**Set problem**
From the line with "Circle the transmission tower." up to and including the line with "Circle the hazy horizon.", give those rows again with "Circle" swapped for "Outline" and nothing else changed.

◇ ◇ ◇

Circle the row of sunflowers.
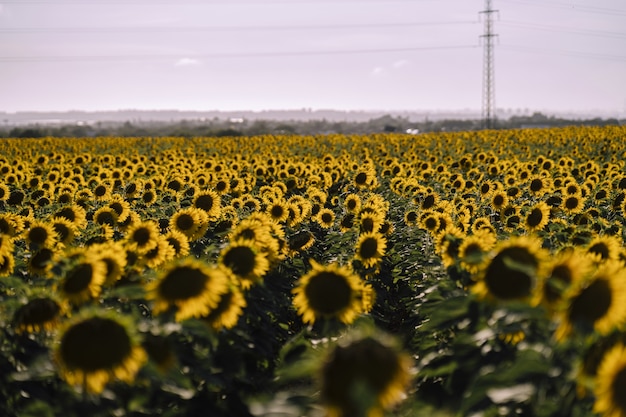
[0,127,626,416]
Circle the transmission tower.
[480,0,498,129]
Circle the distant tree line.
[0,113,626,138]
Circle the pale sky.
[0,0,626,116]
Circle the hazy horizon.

◇ ◇ ◇

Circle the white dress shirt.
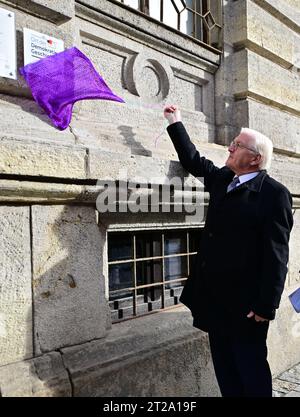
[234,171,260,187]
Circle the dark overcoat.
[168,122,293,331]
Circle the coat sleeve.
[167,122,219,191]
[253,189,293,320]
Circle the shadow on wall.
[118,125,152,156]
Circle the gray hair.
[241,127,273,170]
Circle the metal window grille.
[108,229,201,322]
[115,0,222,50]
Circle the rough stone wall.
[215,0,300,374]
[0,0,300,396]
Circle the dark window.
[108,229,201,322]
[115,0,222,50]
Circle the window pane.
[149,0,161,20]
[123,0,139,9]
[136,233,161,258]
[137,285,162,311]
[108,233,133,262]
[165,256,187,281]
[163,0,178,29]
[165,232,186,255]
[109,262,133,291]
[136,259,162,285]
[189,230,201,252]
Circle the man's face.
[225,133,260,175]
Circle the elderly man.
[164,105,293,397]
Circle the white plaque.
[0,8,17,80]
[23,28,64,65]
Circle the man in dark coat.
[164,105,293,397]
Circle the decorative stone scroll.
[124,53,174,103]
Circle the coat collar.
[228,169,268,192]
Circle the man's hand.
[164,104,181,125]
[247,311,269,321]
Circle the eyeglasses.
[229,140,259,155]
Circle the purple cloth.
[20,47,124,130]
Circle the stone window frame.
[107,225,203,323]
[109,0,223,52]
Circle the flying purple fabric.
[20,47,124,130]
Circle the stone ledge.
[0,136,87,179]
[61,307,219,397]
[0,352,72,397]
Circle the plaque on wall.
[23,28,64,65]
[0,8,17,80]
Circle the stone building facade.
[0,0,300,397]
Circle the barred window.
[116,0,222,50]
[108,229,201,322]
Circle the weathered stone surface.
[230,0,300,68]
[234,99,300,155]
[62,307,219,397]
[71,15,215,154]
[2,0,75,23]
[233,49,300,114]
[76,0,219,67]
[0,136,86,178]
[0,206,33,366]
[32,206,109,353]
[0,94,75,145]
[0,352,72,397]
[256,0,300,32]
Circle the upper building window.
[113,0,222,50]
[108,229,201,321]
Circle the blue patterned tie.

◇ ◇ ◇

**Answer to this task**
Outline the transmission tower.
[480,0,498,129]
Outline the distant tree line.
[0,113,626,138]
Outline the pale sky.
[0,0,626,116]
Outline the hazy horizon.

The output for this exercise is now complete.